**Records to process**.
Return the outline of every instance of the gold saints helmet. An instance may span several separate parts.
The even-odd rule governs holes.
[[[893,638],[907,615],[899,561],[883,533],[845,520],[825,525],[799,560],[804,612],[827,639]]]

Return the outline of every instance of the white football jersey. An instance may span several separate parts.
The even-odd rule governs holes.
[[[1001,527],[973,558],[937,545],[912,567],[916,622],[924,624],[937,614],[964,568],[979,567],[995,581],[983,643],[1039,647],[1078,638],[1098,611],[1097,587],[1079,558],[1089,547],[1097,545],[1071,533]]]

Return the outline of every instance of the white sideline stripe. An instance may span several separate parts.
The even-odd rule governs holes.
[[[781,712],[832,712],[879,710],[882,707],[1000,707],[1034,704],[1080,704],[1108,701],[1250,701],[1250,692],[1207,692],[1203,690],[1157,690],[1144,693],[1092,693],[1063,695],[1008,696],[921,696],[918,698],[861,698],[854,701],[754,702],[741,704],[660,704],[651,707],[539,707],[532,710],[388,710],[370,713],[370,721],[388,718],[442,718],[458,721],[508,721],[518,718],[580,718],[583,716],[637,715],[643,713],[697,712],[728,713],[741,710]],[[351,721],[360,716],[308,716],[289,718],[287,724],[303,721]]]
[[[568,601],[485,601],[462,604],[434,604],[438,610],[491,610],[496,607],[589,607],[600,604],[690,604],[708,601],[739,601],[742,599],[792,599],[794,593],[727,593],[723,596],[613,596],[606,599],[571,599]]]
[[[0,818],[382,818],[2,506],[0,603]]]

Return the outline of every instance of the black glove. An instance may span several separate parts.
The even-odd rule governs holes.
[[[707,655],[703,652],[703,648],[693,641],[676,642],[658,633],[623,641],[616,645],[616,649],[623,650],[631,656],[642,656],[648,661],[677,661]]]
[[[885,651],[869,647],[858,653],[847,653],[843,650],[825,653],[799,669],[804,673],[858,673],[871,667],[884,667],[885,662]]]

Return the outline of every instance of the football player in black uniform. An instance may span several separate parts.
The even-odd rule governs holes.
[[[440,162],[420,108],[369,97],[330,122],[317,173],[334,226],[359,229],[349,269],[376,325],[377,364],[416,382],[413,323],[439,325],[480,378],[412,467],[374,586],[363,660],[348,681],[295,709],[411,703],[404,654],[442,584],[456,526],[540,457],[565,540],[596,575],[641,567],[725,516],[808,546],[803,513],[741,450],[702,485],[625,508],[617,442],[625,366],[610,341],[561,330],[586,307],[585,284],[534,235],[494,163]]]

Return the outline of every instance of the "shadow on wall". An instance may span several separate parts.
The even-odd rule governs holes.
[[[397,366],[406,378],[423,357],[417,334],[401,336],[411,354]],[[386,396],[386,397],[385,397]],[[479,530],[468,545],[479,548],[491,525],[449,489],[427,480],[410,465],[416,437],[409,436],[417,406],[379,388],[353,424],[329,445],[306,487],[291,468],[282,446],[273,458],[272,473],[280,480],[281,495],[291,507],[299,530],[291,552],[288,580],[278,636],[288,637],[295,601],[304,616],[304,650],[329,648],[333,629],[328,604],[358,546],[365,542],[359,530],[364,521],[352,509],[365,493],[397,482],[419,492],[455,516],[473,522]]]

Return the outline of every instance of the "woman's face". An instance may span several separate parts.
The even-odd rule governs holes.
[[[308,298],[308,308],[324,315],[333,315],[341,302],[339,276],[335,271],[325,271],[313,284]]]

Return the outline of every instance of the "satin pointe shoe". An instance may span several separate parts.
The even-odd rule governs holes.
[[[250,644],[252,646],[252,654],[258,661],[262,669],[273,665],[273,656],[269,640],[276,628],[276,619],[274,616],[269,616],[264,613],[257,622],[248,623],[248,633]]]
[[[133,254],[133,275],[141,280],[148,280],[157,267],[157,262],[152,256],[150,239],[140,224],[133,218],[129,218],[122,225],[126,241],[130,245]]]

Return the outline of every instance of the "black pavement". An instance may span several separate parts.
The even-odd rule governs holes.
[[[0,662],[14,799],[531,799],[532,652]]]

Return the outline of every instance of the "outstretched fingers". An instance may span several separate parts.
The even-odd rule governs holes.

**The problem**. Filter the listing above for lines with the word "football", and copy each one you find.

**Response to the exercise**.
Return the outline of every instance of the white football jersey. An instance may span several separate parts.
Return the outline of every instance of the football player in black uniform. An instance may span several separate parts.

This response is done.